Dans un processus combinant l'esprit d'Andy Warhol et celui de Jasper Johns, l'image d'un anonyme et celle du drapeau américain, la photographie célèbre le passage de l'anonyme à la célébrité… et, évidemment, seul un anonyme américain peut devenir célèbre. L'esthétique de ces images affirme tout à la fois le naturalisme, par leur aspect documentaire, et l'identitaire : ce qui est sanctifié ici, c'est la naturalité du mode de vie et de pensée américain, sa simplicité, son évidence.
FANATISME RITUALISE, FANATISME NATURALISE
La mort des martyrs palestiniens n'est bien sûr pas assimilable à la mort des victimes du 11 septembre. Les premiers sont des terroristes fanatiques, les seconds des victimes de ce terrorisme. Mais le culte qui les entoure présente des analogies : les martyrs palestiniens consentants et les victimes du 11 septembre sont utilisés à des fins de propagande, une propagande mise en œuvre par le biais du photographique.
Dans les deux cas, l'image photographique sert à la constitution d'une légende qui ne peut se fonder que sur la base du sacrifice8. D'un côté le sacrifice des "kamikazes" est ritualisé, ce dont témoigne le souci de composition du "dernier-premier portrait". De l'autre la mort devenue sacrificielle est naturalisée. D'un côté le fanatique qui se sait fanatique, et qui tue pour une idée et peut tout aussi bien se faire tuer pour elle, sans certitude d'un gain. De l'autre le fanatique qui (veut) s'ignore(r) comme tel, tant son mode de vie lui paraît normal, et qui, s'étonnant de rencontrer des obstacles, se trouvera dans l'obligation de convaincre les indécis, si nécessaire par la force et pour leur bien, avec la certitude de parvenir à ses fins.

Exercice écrit a >> Recopiez à l'identique le passage du document qui va de « Dans les deux » à « à ses fins. ».

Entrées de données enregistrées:
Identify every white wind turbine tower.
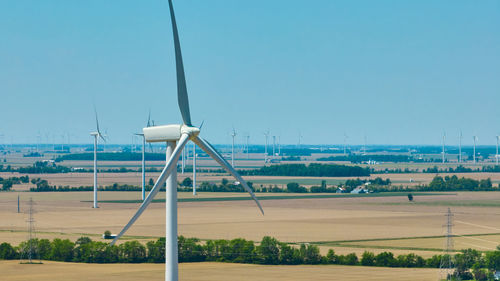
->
[495,136,500,166]
[246,135,250,159]
[278,136,281,156]
[441,132,446,164]
[231,128,236,167]
[472,136,477,164]
[134,111,151,201]
[90,106,106,208]
[193,142,196,195]
[458,130,462,163]
[264,130,269,163]
[344,133,349,156]
[111,0,264,281]
[273,136,276,158]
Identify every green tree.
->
[49,238,75,261]
[257,236,280,264]
[361,251,375,266]
[119,241,146,263]
[375,252,397,267]
[146,237,165,263]
[0,243,17,260]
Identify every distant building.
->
[351,186,368,194]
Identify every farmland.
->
[0,261,438,281]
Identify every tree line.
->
[239,163,370,177]
[369,175,500,192]
[316,154,425,164]
[0,176,30,191]
[0,236,500,280]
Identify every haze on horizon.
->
[0,0,500,145]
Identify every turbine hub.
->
[181,125,200,138]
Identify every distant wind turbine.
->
[495,136,500,166]
[441,132,446,164]
[472,136,477,164]
[344,133,349,156]
[246,135,250,159]
[193,142,196,195]
[458,130,462,163]
[111,0,264,281]
[90,106,106,208]
[231,127,236,167]
[264,130,269,163]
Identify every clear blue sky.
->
[0,0,500,144]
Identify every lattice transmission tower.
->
[21,198,41,264]
[439,208,456,280]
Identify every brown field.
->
[0,158,500,281]
[0,192,500,248]
[0,261,439,281]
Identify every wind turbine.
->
[231,128,236,167]
[472,136,477,164]
[134,130,146,201]
[458,130,462,163]
[344,133,349,156]
[264,130,269,164]
[134,111,151,201]
[495,136,500,166]
[111,0,264,281]
[246,135,250,159]
[90,106,106,208]
[278,136,281,156]
[193,142,196,195]
[441,132,446,164]
[273,136,276,158]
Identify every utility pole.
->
[439,208,455,280]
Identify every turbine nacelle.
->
[142,124,200,142]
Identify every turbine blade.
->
[168,0,192,126]
[111,134,189,245]
[94,104,101,134]
[191,136,264,214]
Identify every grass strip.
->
[81,192,456,203]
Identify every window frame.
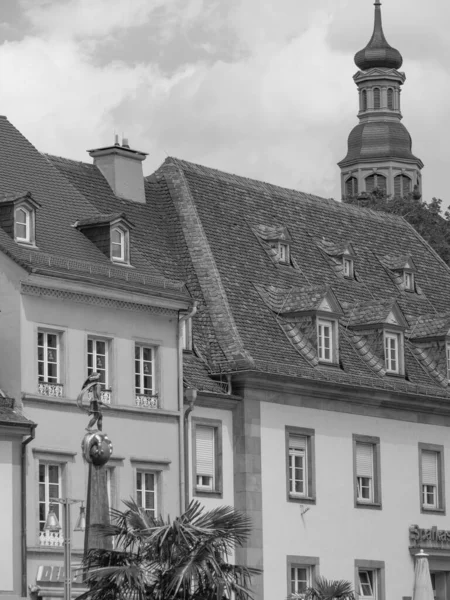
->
[133,340,158,398]
[286,554,320,597]
[86,334,112,391]
[316,315,338,365]
[35,326,63,385]
[383,328,405,376]
[191,417,223,498]
[285,425,316,504]
[109,223,130,264]
[418,442,446,515]
[354,559,386,600]
[352,433,382,510]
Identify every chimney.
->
[88,135,147,204]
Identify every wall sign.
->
[409,525,450,548]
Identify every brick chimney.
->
[88,135,147,204]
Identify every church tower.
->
[338,0,423,197]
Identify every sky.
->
[0,0,450,206]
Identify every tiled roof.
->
[150,158,450,396]
[0,117,186,296]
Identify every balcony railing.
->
[38,381,64,398]
[39,531,64,547]
[136,394,158,408]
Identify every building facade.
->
[338,0,423,197]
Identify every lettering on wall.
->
[409,525,450,548]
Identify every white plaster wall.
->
[261,403,450,600]
[21,296,178,410]
[0,439,13,593]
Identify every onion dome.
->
[355,0,403,71]
[339,121,422,167]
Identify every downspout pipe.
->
[177,300,198,514]
[20,423,37,598]
[183,388,197,506]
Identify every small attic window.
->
[111,226,130,263]
[403,271,414,292]
[14,205,34,244]
[342,256,353,279]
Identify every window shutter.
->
[195,425,214,477]
[356,444,373,477]
[422,450,438,485]
[289,435,306,452]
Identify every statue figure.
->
[77,373,107,431]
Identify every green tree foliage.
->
[343,189,450,265]
[79,500,259,600]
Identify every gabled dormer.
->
[74,213,134,265]
[347,299,408,375]
[380,254,417,293]
[316,238,356,279]
[252,225,292,265]
[256,286,343,366]
[0,192,41,246]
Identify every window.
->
[384,331,400,374]
[287,556,319,596]
[373,88,381,109]
[387,88,394,110]
[39,462,62,531]
[87,338,109,390]
[345,177,358,196]
[37,331,60,383]
[317,319,336,363]
[355,560,385,600]
[361,90,367,110]
[136,471,157,517]
[419,444,445,512]
[14,206,33,244]
[286,427,315,503]
[394,175,412,197]
[366,173,386,192]
[111,227,129,262]
[359,569,377,598]
[192,419,222,495]
[353,435,381,508]
[134,344,155,396]
[342,256,353,279]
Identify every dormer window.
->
[342,256,353,279]
[111,227,129,262]
[317,319,337,363]
[403,271,414,292]
[384,331,403,375]
[14,206,32,244]
[278,242,289,265]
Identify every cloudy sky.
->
[0,0,450,204]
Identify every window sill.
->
[194,488,223,498]
[288,494,316,504]
[355,501,383,510]
[420,506,445,516]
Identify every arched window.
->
[14,206,32,243]
[111,227,129,262]
[366,173,387,192]
[361,90,367,110]
[373,88,381,108]
[394,175,412,196]
[388,88,394,110]
[345,177,358,196]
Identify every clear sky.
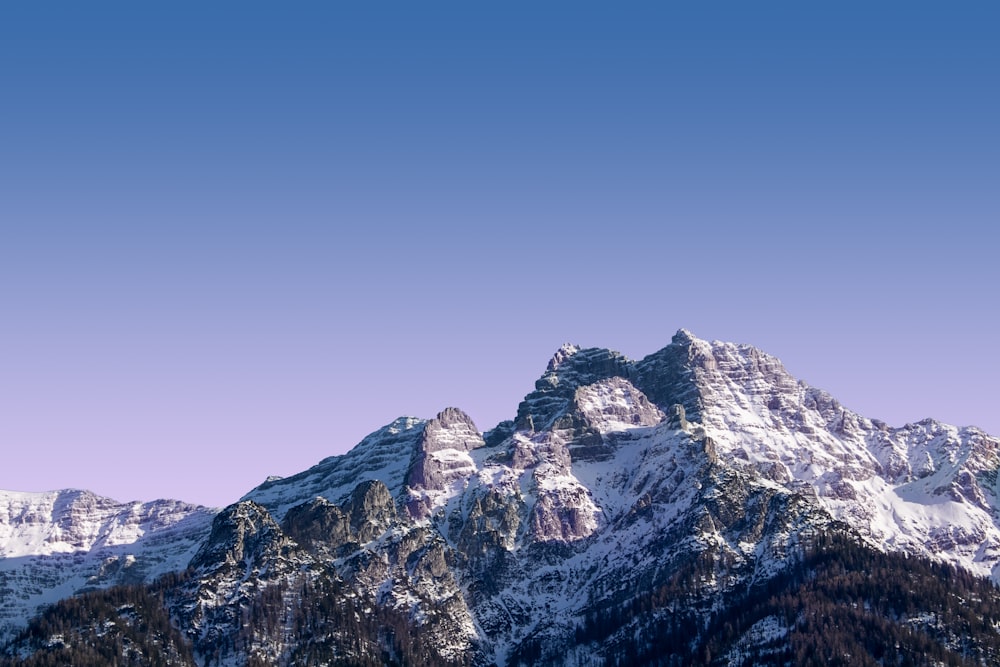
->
[0,1,1000,505]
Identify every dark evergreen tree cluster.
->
[0,586,195,667]
[0,531,1000,667]
[568,532,1000,667]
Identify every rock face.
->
[0,330,1000,665]
[406,408,486,519]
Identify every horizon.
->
[0,2,1000,506]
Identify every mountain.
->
[0,330,1000,665]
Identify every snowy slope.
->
[0,330,1000,664]
[0,490,215,637]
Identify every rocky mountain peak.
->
[191,500,283,570]
[545,343,581,372]
[406,408,486,519]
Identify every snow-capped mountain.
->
[0,490,215,638]
[0,330,1000,665]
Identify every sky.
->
[0,0,1000,506]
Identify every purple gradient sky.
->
[0,2,1000,505]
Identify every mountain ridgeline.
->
[0,330,1000,667]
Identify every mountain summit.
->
[0,329,1000,665]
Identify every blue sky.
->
[0,2,1000,505]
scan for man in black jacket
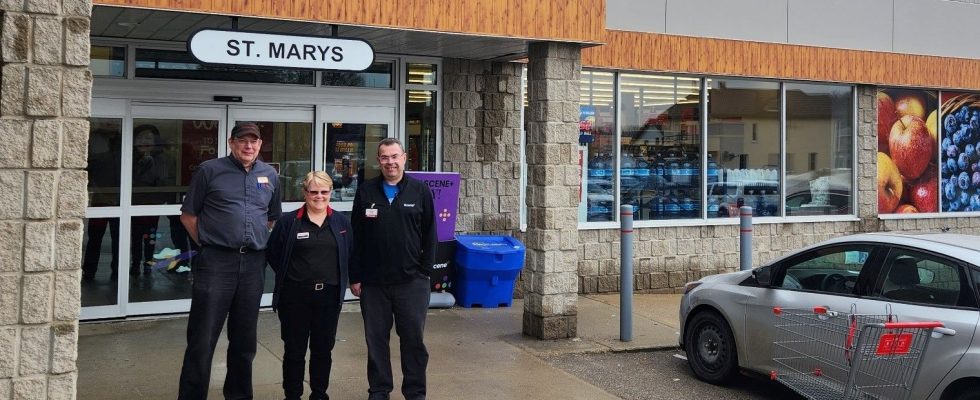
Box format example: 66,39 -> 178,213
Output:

Exercice écrit b >> Veuillez reproduire les enregistrements, depuis leur début jusqu'à la ligne contenant « [0,261,438,281] » incluse, consignes comprises, en mettant à l'échelle chaque coordonnée des cadres donnés en réponse par un facteur 0,95 et en arrondissant à l'entier le plus proche, les demis vers le haut. Ne reprenez que ces lignes et omettez les images.

Résultat a >>
Dans les deux cas, l'image photographique sert à la constitution d'une légende qui ne peut se fonder que sur la base du sacrifice8. D'un côté le sacrifice des "kamikazes" est ritualisé, ce dont témoigne le souci de composition du "dernier-premier portrait". De l'autre la mort devenue sacrificielle est naturalisée. D'un côté le fanatique qui se sait fanatique, et qui tue pour une idée et peut tout aussi bien se faire tuer pour elle, sans certitude d'un gain. De l'autre le fanatique qui (veut) s'ignore(r) comme tel, tant son mode de vie lui paraît normal, et qui, s'étonnant de rencontrer des obstacles, se trouvera dans l'obligation de convaincre les indécis, si nécessaire par la force et pour leur bien, avec la certitude de parvenir à ses fins.

Résultat b >>
Identify every white wind turbine tower.
->
[470,129,475,158]
[234,128,238,151]
[264,129,267,148]
[419,125,424,156]
[219,122,224,159]
[448,129,453,156]
[127,105,143,191]
[86,101,101,198]
[183,135,186,185]
[435,124,439,155]
[251,124,256,155]
[327,126,332,148]
[105,0,251,267]
[259,129,262,150]
Identify every green tree.
->
[47,226,71,248]
[244,224,266,251]
[343,238,356,253]
[113,229,139,250]
[356,239,377,254]
[139,225,157,250]
[0,231,16,247]
Identify every distant building.
->
[333,177,350,184]
Identify every farmland.
->
[0,248,416,267]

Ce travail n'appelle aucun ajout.